- **What you will do**:
1. According to the excerpt on Ishiguro and Cioran, how many chapters of Never Let Me Go passed before anything 'happened'?
2. Decide whether each statement agrees with the excerpt on Ishiguro and Cioran, answering yes or no and quoting the deciding words: (a) The novella Propensity has already been released. (b) The writer had read Ishiguro before asking AI about the novella's style. (c) The writer picked Never Let Me Go over The Remains of the Day arbitrarily.
3. Resume the excerpt on Ishiguro and Cioran, writing on from its final sentence.

- **Page excerpt**:

-- Opening Marker --

Having just finished Never Let Me Go by Kazuo Ishiguro, I’ve now cracked open my first taste of Cioran—History and Utopia. You might reasonably ask why. Why these two? And what, if anything, do they have in common? Better yet—what do the three of us have in common?
Recently, I finished writing a novella titled Propensity (currently gathering metaphorical dust on the release runway). Out of curiosity—or narcissism—I fed it to AI and asked whose style it resembled. Among the usual suspects were two names I hadn’t yet read: Ishiguro and Cioran. I’d read the others and understood the links. These two, though, were unknown quantities. So I gave them a go.
Ishiguro is perhaps best known for The Remains of the Day, which, like Never Let Me Go, got the Hollywood treatment. I chose the latter, arbitrarily. I even asked ChatGPT to compare both books with their cinematic counterparts. The AI was less than charitable, describing Hollywood’s adaptations as bastardised and bowdlerised—flattened into tidy narratives for American palates too dim to digest ambiguity. On this, we agree.
What struck me about Never Let Me Go was its richly textured mundanity. That’s apparently where AI saw the resemblance to Propensity. I’m not here to write a book report—partly because I detest spoilers, and partly because summaries miss the point. It took about seven chapters before anything ‘happened’, and then it kept happening. What had at first seemed like a neurotic, wandering narrative from the maddeningly passive Kathy H. suddenly hooked me. The reveals began to unfold. It’s a book that resists retelling. It demands firsthand experience. A vibe. A tone. A slow, aching dread.
Which brings me neatly to Cioran.

-- Closing Marker --

[Dataset entries]
-- Opening Marker --

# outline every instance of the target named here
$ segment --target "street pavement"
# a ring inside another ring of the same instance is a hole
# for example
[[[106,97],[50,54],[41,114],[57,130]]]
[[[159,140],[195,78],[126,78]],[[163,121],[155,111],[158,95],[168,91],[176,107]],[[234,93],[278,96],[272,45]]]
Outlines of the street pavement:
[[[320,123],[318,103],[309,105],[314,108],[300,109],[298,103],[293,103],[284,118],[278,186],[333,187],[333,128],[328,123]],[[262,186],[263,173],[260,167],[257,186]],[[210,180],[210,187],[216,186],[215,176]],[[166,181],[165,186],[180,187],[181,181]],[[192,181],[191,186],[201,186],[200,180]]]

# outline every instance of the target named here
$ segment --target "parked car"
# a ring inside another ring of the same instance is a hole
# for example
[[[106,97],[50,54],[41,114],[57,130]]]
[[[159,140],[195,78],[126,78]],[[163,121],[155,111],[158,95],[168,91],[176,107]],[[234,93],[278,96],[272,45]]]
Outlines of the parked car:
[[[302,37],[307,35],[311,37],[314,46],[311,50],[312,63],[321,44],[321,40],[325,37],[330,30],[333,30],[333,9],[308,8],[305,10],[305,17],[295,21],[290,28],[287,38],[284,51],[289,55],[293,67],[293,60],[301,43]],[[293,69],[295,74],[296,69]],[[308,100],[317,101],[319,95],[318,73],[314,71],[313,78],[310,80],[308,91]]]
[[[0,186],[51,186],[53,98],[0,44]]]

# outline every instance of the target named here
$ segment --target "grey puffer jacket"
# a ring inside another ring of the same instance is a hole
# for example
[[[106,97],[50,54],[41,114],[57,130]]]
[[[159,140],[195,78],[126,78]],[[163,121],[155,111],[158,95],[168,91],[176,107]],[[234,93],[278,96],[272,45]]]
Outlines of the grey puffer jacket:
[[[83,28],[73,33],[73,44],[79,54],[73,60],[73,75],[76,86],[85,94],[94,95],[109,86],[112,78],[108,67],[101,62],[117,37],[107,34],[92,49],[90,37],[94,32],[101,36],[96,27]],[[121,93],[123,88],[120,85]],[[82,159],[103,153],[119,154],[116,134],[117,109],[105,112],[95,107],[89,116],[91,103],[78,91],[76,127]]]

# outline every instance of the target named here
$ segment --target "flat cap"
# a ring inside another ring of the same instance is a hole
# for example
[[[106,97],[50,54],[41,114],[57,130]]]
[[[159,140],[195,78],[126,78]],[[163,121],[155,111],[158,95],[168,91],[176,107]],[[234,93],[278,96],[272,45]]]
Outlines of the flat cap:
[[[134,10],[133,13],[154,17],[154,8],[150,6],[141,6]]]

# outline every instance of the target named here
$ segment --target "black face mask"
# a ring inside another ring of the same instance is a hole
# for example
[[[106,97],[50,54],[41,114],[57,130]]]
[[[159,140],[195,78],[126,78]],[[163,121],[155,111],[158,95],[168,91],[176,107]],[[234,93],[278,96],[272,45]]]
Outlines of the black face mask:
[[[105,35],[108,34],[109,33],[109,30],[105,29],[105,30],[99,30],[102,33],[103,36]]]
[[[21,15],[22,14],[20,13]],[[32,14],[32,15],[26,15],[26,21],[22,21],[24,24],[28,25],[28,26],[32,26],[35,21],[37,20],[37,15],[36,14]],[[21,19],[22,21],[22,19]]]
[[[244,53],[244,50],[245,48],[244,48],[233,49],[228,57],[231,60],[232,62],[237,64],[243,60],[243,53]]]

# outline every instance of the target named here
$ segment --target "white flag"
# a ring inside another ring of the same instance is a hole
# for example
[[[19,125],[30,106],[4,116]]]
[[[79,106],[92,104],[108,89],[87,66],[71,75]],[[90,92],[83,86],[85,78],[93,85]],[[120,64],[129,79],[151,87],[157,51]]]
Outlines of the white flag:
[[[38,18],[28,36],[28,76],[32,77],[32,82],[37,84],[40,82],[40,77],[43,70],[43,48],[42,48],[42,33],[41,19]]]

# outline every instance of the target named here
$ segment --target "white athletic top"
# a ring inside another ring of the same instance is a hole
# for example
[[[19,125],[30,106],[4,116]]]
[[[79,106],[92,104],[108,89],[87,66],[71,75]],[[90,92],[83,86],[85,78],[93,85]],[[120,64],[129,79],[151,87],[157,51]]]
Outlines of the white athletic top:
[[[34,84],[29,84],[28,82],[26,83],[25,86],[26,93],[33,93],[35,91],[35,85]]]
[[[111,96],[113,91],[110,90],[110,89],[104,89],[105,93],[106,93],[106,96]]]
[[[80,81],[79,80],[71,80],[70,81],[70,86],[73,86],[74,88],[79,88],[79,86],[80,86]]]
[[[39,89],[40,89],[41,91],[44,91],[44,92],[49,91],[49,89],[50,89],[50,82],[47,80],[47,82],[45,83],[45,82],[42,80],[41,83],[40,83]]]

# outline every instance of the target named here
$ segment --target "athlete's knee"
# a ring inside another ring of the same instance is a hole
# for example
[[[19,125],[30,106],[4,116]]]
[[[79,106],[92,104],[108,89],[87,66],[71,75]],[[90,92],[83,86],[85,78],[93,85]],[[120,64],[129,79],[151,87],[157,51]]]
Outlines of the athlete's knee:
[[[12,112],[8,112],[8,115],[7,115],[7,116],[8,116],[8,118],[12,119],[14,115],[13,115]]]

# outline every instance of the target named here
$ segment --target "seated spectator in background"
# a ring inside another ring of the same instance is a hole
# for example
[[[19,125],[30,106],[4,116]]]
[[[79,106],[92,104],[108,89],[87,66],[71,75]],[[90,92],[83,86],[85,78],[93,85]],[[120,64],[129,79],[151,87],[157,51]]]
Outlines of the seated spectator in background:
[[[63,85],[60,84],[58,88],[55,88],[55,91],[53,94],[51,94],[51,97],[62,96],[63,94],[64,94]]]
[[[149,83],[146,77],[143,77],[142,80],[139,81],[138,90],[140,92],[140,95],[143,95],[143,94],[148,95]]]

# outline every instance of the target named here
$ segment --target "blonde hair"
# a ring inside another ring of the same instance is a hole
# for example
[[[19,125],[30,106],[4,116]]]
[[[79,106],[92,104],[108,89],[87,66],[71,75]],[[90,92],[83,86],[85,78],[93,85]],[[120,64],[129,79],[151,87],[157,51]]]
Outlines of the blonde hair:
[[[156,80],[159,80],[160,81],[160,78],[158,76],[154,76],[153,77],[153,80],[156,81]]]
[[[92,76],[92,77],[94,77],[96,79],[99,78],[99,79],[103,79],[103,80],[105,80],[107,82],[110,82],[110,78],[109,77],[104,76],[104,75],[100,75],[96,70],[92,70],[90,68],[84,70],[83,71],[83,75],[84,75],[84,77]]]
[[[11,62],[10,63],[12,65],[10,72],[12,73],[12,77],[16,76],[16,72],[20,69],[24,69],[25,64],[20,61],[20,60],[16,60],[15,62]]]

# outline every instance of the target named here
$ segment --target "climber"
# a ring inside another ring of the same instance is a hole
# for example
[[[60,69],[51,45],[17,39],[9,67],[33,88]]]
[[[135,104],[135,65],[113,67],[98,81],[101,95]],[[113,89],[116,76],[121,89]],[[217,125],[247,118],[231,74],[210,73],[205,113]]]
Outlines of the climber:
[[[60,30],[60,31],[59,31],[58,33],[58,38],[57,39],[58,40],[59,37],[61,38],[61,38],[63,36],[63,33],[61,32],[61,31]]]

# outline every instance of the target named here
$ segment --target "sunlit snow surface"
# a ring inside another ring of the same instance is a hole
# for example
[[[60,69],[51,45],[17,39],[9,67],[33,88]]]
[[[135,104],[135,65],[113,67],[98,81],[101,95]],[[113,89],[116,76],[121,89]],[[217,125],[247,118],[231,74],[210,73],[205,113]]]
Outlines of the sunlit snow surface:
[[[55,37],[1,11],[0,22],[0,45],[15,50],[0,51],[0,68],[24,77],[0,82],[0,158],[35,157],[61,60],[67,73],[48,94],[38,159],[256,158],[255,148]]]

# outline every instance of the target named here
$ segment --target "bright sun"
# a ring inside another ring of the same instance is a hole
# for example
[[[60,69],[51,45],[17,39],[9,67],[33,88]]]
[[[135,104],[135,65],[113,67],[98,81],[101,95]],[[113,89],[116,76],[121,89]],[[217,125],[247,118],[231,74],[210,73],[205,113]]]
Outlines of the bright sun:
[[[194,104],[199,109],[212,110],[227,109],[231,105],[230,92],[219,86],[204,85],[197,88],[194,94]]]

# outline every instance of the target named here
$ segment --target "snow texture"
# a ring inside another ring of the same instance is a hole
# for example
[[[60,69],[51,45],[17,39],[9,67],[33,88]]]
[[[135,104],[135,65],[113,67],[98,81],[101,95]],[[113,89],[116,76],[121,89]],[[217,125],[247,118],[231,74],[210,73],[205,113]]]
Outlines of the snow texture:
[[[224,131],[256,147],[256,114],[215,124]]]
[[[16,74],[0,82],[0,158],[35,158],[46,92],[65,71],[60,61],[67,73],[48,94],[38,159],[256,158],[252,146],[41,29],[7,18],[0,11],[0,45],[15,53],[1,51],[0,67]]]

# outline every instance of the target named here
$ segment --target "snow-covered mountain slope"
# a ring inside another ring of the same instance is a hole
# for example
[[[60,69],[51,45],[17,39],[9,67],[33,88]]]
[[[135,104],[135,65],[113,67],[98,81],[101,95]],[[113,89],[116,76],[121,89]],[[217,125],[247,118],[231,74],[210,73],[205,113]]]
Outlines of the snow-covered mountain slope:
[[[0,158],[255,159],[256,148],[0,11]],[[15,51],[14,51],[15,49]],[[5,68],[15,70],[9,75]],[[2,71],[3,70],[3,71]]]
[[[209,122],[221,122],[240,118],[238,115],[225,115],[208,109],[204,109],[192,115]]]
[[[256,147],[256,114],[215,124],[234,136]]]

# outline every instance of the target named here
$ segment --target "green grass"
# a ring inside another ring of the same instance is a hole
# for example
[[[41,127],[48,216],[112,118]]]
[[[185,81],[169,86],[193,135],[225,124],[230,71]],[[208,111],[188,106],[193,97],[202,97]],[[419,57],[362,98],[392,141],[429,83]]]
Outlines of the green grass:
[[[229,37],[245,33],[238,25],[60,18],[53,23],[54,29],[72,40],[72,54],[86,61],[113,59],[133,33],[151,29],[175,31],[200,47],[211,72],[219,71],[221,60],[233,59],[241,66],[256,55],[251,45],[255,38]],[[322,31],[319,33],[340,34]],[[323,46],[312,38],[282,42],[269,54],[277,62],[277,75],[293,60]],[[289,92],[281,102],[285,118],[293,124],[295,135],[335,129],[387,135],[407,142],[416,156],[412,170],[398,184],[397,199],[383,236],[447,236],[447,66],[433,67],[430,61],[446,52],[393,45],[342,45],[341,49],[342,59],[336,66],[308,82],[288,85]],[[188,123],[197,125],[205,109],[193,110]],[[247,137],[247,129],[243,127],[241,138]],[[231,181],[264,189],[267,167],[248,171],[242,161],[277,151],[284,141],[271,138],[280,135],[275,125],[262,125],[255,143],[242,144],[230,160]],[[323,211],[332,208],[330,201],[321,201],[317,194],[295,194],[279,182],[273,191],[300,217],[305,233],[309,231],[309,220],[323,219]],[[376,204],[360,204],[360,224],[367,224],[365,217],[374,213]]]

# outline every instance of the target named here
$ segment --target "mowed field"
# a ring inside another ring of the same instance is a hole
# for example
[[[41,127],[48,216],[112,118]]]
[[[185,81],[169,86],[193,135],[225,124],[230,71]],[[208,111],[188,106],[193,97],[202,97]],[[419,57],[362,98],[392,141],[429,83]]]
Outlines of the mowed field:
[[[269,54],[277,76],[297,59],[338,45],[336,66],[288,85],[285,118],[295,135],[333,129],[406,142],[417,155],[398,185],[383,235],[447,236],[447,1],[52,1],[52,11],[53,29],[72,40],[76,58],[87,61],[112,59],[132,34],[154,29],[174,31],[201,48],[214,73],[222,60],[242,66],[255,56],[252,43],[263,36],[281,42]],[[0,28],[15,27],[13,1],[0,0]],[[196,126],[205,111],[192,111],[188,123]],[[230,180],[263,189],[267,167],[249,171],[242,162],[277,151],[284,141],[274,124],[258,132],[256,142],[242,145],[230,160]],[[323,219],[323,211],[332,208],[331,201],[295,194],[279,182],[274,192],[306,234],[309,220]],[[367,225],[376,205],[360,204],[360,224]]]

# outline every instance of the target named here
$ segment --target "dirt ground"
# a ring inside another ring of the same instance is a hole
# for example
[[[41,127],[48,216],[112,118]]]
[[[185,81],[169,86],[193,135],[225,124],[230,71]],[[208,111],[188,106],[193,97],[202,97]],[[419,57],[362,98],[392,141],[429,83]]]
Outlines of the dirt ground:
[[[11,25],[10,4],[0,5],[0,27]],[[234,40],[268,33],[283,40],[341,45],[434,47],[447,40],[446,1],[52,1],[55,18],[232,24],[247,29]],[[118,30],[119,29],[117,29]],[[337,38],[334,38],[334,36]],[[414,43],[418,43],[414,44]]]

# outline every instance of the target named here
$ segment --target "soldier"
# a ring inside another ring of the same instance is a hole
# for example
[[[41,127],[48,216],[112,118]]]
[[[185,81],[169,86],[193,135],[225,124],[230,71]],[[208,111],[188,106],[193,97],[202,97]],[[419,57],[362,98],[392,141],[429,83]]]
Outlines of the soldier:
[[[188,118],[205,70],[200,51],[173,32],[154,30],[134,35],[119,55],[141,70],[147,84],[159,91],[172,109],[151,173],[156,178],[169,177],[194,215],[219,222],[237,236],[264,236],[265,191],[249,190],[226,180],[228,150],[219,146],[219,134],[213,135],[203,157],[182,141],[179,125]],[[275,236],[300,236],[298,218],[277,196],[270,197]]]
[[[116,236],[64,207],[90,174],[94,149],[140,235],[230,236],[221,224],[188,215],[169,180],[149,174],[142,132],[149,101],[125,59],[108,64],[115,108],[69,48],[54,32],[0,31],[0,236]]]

-- Closing Marker --

- **Response list**:
1. About seven chapters.

2.
(a) No: "currently gathering metaphorical dust on the release runway"
(b) No: "two names I hadn’t yet read: Ishiguro and Cioran"
(c) Yes: "I chose the latter, arbitrarily."

3.
History and Utopia is a collection of essays penned in French (not his mother tongue, but you’d never guess it) while Cioran was holed up in postwar Paris. I opted for the English translation—unapologetically—and was instantly drawn in. His prose? Electric. His wit? Acidic. If Ishiguro was a comparison of style, then Cioran was one of spirit. Snark, pessimism, fatalistic shrugs toward civilisation—finally, someone speaking my language.
Unlike the cardboard cut-outs of Cold War polemics we get from most Western writers of the era, Cioran’s take is layered, uncomfortably self-aware, and written by someone who actually fled political chaos. There’s no naïve idealism here, no facile hero-villain binaries. Just a deeply weary intellect peering into the abyss and refusing to blink. It’s not just what he says, but the tone—the curled-lip sneer at utopian pretensions and historical self-delusions. If I earned even a drop of that comparison, I’ll take it.
Both Ishiguro and Cioran delivered what I didn’t know I needed: the reminder that some writers aren’t there to tell you a story. They’re there to infect you with an atmosphere. An idea. A quiet existential panic you can’t shake.
I’ve gotten what I came for from these two, though I suspect I’ll be returning, especially to Cioran. Philosophically, he’s my kind of bastard. I doubt this’ll be my last post on his work.